WHAT THIS TASK INVOLVES - State how many lines of the material below contain the string "tower", matching case exactly. Reply with the number alone.
(begin)
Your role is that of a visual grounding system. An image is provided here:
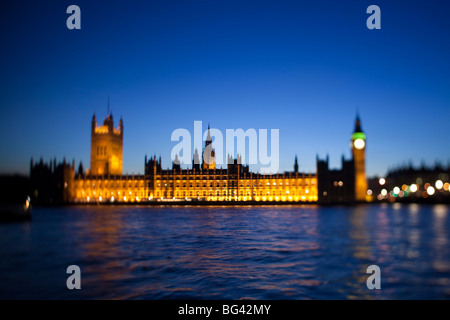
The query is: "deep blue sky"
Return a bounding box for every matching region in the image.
[0,0,450,175]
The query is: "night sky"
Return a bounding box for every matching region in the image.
[0,0,450,176]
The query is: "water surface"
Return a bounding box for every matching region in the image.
[0,204,450,299]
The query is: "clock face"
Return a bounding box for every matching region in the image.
[353,139,366,150]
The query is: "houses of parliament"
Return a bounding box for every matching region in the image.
[30,113,367,204]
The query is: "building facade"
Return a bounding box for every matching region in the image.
[71,114,318,202]
[90,113,123,175]
[30,114,367,203]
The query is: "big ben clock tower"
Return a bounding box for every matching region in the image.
[351,115,367,201]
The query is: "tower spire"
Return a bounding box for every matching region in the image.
[106,94,109,116]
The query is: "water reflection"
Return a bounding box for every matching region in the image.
[0,204,450,299]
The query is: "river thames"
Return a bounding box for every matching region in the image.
[0,204,450,299]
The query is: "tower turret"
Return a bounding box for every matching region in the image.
[351,115,367,201]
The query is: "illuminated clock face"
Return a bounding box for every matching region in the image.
[353,139,366,150]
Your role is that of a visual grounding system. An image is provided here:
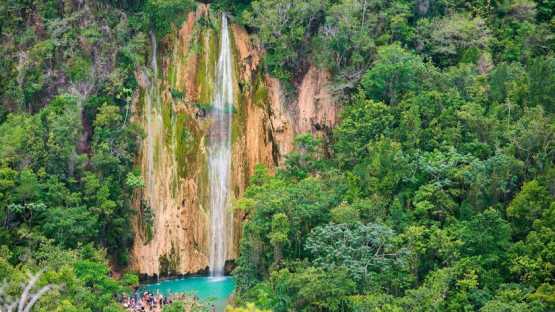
(end)
FINISHED ANSWER - 3